Please filter the listing below and copy out the lines that hold "tiled".

*Data for this task*:
-- Opening Marker --
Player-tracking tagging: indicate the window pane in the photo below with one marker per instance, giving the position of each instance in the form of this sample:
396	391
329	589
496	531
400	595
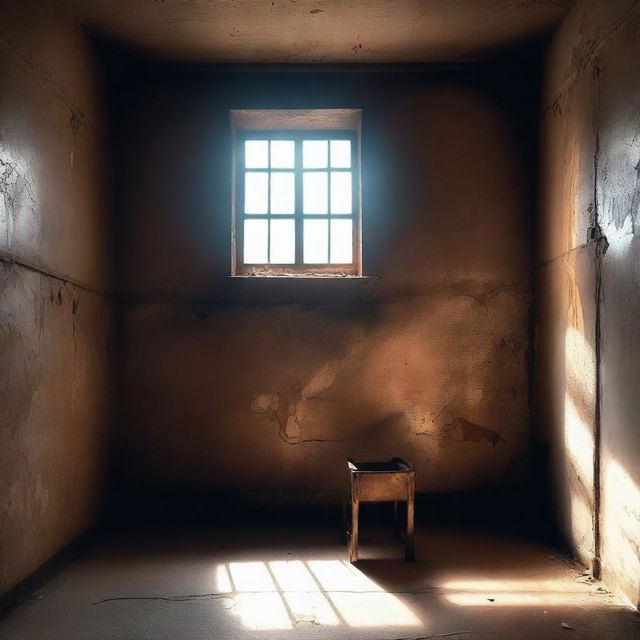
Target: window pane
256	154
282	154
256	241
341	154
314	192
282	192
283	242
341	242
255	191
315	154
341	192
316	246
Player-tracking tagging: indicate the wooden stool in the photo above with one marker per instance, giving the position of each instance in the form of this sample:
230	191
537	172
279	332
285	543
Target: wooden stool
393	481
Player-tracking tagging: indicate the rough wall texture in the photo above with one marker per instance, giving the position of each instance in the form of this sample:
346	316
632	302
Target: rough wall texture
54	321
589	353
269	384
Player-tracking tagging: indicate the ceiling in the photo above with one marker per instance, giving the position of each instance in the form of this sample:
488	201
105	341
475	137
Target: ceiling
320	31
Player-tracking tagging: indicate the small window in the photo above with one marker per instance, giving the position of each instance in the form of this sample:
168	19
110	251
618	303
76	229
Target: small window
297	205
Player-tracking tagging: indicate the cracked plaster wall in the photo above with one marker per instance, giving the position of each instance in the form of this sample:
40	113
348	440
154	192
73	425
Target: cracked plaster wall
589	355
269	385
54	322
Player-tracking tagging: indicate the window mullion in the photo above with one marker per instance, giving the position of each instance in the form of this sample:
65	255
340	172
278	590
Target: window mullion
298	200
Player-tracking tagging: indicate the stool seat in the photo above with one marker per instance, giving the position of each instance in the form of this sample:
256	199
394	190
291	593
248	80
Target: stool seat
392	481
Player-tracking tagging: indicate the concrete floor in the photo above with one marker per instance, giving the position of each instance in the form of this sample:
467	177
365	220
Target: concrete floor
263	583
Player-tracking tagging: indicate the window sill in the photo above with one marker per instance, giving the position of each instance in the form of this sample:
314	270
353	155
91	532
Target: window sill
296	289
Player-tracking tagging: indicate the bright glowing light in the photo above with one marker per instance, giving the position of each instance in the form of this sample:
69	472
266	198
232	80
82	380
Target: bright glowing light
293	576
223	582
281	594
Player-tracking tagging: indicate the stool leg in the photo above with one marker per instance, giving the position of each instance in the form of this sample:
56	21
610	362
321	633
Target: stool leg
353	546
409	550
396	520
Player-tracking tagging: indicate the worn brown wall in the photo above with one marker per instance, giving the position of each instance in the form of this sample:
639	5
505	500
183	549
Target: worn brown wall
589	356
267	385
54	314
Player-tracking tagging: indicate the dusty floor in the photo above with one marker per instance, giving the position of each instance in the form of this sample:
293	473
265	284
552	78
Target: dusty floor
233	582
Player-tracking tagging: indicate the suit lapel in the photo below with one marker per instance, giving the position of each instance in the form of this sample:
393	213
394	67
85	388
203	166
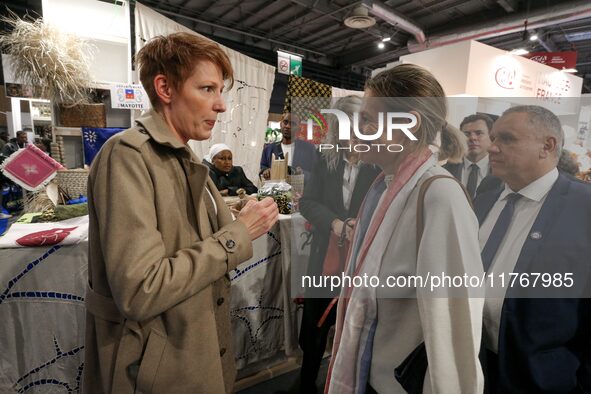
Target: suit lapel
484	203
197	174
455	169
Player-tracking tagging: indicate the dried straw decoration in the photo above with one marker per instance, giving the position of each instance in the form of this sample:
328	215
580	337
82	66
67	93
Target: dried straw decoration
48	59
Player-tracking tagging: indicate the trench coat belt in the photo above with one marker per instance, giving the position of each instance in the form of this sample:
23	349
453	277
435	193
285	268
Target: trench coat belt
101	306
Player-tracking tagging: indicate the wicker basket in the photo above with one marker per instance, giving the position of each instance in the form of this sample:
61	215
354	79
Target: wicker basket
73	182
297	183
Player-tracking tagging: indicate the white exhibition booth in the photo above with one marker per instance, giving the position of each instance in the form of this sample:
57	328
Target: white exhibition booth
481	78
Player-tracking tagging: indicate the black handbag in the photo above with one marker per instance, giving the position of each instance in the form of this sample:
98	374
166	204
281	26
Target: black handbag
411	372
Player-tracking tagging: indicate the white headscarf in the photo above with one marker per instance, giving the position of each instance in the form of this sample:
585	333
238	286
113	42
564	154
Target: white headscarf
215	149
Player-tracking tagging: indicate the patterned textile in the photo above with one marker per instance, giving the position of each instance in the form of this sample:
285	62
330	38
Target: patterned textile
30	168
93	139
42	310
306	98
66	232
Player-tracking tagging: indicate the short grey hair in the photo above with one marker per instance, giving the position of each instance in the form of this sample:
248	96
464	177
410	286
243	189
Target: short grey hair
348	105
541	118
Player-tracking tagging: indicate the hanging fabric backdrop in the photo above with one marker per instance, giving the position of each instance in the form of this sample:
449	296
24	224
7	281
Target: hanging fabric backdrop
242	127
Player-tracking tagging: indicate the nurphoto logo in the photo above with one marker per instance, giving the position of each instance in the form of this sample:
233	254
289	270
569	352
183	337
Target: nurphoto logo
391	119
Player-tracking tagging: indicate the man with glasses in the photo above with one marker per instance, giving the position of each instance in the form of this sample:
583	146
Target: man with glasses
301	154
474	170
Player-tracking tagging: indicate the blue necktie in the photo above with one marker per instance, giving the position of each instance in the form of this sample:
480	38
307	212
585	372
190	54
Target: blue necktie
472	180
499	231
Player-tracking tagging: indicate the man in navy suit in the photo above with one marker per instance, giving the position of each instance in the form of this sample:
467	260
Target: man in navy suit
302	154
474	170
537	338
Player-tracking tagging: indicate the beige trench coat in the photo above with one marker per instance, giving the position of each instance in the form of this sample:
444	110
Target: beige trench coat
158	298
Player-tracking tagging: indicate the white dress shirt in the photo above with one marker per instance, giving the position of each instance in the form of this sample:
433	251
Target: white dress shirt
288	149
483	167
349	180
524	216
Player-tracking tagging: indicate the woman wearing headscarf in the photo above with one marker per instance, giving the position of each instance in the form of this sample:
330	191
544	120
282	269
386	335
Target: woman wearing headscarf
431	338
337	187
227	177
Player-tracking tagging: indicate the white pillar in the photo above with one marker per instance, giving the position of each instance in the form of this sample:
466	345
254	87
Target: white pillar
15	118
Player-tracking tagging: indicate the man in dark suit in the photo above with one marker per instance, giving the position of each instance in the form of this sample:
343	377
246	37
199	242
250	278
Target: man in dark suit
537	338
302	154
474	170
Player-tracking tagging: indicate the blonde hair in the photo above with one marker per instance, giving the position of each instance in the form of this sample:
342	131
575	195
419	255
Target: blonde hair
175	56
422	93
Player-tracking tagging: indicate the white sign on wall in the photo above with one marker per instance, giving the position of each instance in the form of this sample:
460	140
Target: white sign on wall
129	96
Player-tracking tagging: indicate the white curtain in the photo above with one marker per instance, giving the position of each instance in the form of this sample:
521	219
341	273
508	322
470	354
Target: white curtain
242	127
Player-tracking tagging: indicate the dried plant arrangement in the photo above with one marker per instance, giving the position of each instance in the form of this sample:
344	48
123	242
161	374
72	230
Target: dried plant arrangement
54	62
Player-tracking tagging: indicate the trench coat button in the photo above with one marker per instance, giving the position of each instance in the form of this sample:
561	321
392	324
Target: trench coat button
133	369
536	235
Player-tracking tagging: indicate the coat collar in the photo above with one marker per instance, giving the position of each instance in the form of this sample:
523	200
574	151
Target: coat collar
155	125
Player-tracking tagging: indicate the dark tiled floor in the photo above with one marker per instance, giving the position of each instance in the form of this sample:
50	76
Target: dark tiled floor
-- Closing Marker --
-- Opening Marker --
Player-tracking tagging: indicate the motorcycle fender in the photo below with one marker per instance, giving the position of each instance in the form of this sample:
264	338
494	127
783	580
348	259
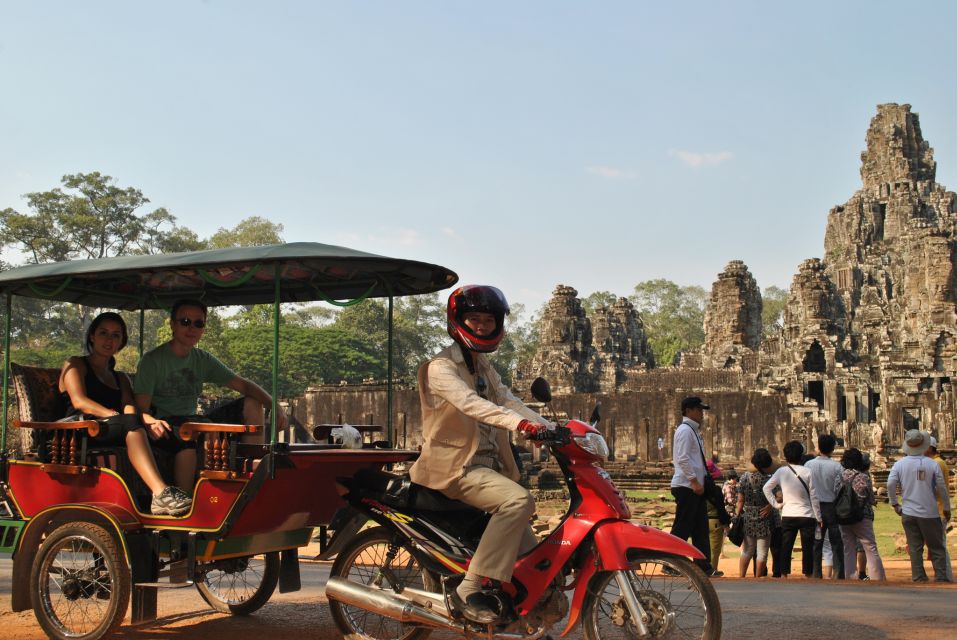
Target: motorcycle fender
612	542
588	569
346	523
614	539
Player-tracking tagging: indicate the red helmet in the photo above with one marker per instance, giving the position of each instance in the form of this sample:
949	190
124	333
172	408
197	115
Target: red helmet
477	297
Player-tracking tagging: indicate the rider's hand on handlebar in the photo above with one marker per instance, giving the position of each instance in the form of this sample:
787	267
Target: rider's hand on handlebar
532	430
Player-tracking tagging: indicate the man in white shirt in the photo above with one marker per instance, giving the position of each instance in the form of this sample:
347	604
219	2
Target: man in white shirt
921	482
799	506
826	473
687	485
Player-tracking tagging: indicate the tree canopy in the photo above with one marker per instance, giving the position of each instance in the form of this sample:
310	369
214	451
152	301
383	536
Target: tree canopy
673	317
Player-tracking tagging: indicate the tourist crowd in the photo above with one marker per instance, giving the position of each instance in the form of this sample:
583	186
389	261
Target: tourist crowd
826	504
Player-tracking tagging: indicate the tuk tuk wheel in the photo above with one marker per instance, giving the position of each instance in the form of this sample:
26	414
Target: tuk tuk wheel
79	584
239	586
-- Closing Marker --
*Your solution*:
Player-tracking tagging: indicate the dark tiled floor in the photo above with one marker per instance, giving the position of each instance in the form of this sample:
Target: dark tiled floor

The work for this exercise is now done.